Excerpts from a location annotation dataset
>> BEGIN

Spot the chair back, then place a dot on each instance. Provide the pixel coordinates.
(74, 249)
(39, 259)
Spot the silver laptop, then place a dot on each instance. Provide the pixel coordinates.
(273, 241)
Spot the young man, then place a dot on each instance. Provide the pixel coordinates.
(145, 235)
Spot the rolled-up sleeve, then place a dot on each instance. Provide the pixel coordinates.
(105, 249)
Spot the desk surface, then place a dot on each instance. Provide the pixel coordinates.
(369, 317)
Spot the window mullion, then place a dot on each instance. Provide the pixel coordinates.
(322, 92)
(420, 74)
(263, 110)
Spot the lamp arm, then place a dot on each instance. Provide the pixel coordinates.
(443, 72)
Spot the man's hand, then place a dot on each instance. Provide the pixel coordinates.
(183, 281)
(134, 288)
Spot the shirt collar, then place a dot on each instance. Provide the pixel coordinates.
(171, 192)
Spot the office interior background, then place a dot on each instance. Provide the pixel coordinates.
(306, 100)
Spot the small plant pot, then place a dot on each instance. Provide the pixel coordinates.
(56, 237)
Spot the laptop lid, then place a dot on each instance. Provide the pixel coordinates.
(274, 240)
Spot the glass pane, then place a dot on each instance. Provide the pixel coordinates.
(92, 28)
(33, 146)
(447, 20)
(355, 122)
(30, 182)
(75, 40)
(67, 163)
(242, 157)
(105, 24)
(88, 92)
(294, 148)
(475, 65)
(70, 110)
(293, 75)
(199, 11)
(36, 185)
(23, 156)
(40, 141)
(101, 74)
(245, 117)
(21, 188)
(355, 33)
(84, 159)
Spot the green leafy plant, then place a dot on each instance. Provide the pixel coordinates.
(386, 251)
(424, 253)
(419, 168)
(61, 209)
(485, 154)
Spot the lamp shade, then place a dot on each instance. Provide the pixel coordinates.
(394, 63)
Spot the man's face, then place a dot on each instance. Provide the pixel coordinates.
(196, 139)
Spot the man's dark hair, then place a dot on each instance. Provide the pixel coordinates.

>> END

**Exercise details**
Write out every line of the entries above as a numbered list, leaving out any blank lines.

**Solved problem**
1. Spot the chair back, then place a dot on each instance. Provide the pixel coordinates.
2. (74, 249)
3. (39, 259)
4. Spot the silver laptop, then place a dot on each instance. Provide the pixel coordinates.
5. (273, 241)
6. Spot the young man, then place a dot on each instance. Provide the pixel coordinates.
7. (145, 235)
8. Spot the rolled-up sleeve, then place a dot on each instance. Provide the pixel coordinates.
9. (105, 249)
10. Spot the desk surface, then place a dot on each instance. Provide the pixel coordinates.
11. (369, 317)
12. Spot the window mullion, then place a dot on each instance. Provide the pixel coordinates.
13. (322, 92)
14. (420, 74)
15. (263, 110)
16. Spot the lamp arm, then place a dot on each instance. Provide the pixel coordinates.
17. (443, 72)
18. Spot the man's hand, then place a dot on each instance. Provide the pixel coordinates.
19. (183, 281)
20. (134, 288)
21. Spot the shirt collar, then place a dot on each instance. Provide the pixel coordinates.
22. (171, 192)
23. Spot the office interior background, then place a dot on each instance. Provide the pixel coordinates.
24. (306, 100)
25. Spot the small plant pot, then place a dot on each instance. Provide the pixel coordinates.
26. (56, 237)
27. Spot the laptop lid, then place a dot on each instance. Provide the pixel coordinates.
28. (274, 240)
29. Spot the glass pane, then place a dot on each instance. Provide the pixel coordinates.
30. (92, 28)
31. (33, 146)
32. (447, 20)
33. (355, 122)
34. (30, 182)
35. (75, 40)
36. (67, 163)
37. (242, 157)
38. (105, 24)
39. (88, 92)
40. (294, 148)
41. (475, 65)
42. (70, 110)
43. (293, 75)
44. (199, 11)
45. (36, 185)
46. (23, 156)
47. (40, 141)
48. (101, 74)
49. (245, 117)
50. (21, 188)
51. (355, 33)
52. (84, 159)
53. Spot the green leafy plant, then place a dot on each instance. Provide the pixel coordinates.
54. (386, 251)
55. (424, 253)
56. (419, 168)
57. (61, 209)
58. (485, 154)
59. Spot the lamp shade, then place a dot on each instance. Provide the pixel coordinates.
60. (394, 63)
61. Spot the man's face, then place a dot on each instance. Provide the pixel coordinates.
62. (196, 139)
63. Spot the man's dark hair, then place a dot on each instance. Provide the pixel coordinates.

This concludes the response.